## WHAT THE TASK ASKS
From the passage on Dilkusha Bagh below, list every thing that the official district record says the Mughal travelers made or built at the spot.

## TEXT FOR ANALYSIS
^^^^^^^^

The garden's living collections includes hundreds of extremely rare date cultivars, and some 13,000 taxa. Dilkshuka has its own police force and conservatory in effect since 1835. The Agriculture Department of Punjab has a dedicated operations wing for the preservation of Dilkusha Bagh, Shalimar Gardens, and other Mughal-era relics that survived the partition.

==History==
Very little records exist about this garden. The official district record states:
In the western city of Bhakkar, there is an Indus river flowing, on whose bank lies this old orchard, Dilkusha Bagh, which was constructed right in between the trade route by the Princess Mehr-un-Nissa, the daughter of Mughal Shah Jahangir. During their journey they made a well on that spot, whose water turned out to be extremely sweet. They stayed there for a long period and built an orchard on this spot and built two thrones to sit on them whose remains can still be seen today. During their stay a very precious horse of one of the Mughal sardars died in whose memory a building was built on the horse's grave, remains of which can still be seen on the eastern side of the orchard.

One of the later works from the 18th century gives an idea about the Garden as there were no other major gardens except Dilkusha Bagh, in this region, in the 18th century. The Imperial Gazetteer of India mentions the Garden of Bhakkar as follows:

The neighbouring riverain is full of date groves and fruit gardens; and in it stands a famous mango-tree, the fruit of which used to be sent to Kabul in the old days of Afghan rule.

^^^^^^^^

## DATA LISTING
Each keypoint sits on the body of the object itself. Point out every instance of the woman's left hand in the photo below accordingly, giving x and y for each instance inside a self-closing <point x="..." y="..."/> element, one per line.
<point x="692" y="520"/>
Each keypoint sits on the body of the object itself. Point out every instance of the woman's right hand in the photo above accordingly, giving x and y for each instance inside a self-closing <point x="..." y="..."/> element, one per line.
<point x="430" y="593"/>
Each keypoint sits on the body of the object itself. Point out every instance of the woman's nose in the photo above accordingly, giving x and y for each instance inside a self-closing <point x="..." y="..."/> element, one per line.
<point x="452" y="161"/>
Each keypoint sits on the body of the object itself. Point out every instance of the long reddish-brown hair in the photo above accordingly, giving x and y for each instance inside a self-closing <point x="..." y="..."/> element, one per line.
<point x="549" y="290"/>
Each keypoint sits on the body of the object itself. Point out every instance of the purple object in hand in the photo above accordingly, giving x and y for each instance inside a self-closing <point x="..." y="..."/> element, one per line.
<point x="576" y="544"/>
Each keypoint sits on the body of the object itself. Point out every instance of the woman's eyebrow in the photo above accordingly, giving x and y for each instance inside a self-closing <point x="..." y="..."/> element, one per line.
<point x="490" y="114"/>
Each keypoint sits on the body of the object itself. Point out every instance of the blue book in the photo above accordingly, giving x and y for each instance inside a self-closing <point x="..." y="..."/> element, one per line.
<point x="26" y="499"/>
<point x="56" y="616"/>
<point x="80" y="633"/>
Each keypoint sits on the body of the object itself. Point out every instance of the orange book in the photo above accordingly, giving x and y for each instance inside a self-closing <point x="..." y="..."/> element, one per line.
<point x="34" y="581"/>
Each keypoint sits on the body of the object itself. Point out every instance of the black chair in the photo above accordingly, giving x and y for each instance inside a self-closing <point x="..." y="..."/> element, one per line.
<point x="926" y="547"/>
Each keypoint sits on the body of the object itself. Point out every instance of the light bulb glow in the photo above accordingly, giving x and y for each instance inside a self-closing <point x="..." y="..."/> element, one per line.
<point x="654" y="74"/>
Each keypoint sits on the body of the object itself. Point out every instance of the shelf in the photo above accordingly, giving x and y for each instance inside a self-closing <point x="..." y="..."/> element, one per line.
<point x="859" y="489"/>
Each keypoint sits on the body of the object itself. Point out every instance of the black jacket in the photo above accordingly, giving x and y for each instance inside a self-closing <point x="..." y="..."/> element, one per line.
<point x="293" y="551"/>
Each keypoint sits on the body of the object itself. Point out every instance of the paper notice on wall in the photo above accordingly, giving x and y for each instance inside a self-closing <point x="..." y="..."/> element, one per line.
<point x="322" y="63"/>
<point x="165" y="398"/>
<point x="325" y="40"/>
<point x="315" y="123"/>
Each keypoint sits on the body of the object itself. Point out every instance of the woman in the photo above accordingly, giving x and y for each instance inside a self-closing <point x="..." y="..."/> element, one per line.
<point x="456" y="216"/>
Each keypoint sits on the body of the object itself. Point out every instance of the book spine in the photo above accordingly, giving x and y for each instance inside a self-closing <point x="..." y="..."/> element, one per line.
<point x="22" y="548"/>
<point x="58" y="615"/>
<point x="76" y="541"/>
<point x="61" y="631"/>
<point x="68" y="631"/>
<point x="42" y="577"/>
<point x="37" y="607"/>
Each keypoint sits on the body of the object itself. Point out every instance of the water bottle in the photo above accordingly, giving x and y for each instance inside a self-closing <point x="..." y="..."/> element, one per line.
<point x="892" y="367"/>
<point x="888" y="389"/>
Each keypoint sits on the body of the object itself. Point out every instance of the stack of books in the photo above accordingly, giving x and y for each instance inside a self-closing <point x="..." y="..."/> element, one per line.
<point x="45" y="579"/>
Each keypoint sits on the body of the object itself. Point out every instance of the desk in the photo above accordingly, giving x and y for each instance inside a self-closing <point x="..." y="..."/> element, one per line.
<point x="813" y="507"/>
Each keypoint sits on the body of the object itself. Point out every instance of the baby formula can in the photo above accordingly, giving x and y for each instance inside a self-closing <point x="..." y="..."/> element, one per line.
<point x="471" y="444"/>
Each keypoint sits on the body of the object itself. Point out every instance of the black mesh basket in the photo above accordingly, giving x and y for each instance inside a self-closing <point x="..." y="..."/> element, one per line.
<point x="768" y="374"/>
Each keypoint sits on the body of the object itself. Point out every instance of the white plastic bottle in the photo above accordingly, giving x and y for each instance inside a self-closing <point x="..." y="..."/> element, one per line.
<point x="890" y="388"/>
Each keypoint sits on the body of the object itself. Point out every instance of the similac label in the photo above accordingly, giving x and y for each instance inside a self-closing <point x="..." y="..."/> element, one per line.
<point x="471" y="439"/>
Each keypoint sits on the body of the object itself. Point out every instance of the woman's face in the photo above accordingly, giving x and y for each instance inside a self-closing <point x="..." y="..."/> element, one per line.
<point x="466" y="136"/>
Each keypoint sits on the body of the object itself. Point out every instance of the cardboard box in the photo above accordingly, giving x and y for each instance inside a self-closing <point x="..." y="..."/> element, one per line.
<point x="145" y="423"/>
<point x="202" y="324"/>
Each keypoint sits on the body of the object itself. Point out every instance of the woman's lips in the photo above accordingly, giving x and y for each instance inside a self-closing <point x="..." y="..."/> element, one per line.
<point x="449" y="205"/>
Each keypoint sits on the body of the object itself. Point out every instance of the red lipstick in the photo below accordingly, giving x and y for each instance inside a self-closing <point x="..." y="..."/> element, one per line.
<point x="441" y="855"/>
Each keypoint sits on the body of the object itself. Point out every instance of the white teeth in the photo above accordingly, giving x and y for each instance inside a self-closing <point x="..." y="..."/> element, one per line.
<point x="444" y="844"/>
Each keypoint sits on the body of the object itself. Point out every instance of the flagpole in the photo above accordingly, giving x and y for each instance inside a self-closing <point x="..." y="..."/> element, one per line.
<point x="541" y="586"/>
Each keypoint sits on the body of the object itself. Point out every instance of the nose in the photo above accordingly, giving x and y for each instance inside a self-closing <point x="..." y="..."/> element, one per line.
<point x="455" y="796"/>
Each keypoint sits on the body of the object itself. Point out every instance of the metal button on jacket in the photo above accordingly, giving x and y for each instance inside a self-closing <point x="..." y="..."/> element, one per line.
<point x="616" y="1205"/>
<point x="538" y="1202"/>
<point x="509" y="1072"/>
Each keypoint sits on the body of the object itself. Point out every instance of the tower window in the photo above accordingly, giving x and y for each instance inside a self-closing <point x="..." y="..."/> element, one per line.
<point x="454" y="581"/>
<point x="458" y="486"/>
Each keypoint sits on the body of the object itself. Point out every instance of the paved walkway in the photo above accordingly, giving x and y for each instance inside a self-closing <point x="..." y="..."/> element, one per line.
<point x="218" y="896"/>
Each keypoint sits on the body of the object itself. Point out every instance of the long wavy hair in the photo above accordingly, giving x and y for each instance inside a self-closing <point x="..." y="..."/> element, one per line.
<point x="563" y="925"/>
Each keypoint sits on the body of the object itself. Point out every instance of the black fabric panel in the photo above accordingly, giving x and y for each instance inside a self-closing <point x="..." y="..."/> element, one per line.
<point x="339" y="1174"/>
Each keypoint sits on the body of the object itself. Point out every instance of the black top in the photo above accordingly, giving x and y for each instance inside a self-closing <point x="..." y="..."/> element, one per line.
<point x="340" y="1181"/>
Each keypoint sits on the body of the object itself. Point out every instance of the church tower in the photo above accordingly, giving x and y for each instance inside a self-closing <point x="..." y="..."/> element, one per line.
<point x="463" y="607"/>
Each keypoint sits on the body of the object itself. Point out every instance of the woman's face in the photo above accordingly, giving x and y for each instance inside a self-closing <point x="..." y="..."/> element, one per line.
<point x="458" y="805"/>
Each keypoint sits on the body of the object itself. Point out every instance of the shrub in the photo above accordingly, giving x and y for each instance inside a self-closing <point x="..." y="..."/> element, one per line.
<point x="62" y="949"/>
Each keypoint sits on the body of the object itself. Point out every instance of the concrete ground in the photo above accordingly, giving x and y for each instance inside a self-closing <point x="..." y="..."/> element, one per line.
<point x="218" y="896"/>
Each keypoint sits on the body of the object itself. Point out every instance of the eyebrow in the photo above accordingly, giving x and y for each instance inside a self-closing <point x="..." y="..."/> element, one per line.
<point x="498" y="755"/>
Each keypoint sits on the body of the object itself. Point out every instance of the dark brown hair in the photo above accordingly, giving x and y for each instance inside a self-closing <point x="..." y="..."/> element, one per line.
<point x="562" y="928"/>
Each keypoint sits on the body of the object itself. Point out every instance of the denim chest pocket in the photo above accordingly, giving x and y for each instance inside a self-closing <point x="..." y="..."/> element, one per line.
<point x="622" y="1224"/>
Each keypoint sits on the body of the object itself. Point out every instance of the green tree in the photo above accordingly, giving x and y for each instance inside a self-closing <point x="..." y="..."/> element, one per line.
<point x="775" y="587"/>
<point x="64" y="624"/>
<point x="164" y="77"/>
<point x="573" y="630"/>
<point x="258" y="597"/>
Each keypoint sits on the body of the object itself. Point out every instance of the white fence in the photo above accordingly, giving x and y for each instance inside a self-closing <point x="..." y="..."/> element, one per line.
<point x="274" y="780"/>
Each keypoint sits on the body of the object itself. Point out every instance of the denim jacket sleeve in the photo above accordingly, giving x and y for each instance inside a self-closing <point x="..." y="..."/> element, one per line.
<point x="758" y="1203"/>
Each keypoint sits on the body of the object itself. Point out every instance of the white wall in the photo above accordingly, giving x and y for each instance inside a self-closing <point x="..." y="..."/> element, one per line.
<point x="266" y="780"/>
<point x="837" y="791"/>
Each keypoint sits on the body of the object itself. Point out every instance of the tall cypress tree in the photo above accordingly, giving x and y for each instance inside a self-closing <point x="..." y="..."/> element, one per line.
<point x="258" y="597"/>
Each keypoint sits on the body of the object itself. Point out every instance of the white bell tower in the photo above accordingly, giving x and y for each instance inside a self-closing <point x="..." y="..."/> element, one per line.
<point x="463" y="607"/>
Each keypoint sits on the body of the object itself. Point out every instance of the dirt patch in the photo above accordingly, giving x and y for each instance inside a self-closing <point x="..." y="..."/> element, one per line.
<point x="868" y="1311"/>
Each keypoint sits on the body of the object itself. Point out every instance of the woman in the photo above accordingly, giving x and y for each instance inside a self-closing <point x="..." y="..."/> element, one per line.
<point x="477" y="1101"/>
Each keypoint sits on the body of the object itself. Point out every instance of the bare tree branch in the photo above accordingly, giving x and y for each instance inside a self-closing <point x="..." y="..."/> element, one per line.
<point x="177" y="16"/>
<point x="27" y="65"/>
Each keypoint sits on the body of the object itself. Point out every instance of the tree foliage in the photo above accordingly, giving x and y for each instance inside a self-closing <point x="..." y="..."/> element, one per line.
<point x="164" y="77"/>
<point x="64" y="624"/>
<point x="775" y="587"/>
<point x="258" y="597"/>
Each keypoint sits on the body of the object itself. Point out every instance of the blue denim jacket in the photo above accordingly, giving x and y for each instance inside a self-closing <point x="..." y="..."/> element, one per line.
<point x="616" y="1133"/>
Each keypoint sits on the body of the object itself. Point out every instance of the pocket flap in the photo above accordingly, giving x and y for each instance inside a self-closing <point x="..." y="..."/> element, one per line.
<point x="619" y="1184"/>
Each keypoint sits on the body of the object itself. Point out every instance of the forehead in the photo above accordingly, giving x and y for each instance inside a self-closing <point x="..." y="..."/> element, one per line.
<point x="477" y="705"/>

^^^^^^^^

## SOLVED EXERCISE
- A well
- An orchard
- Two thrones
- A building over the grave of a Mughal sardar's horse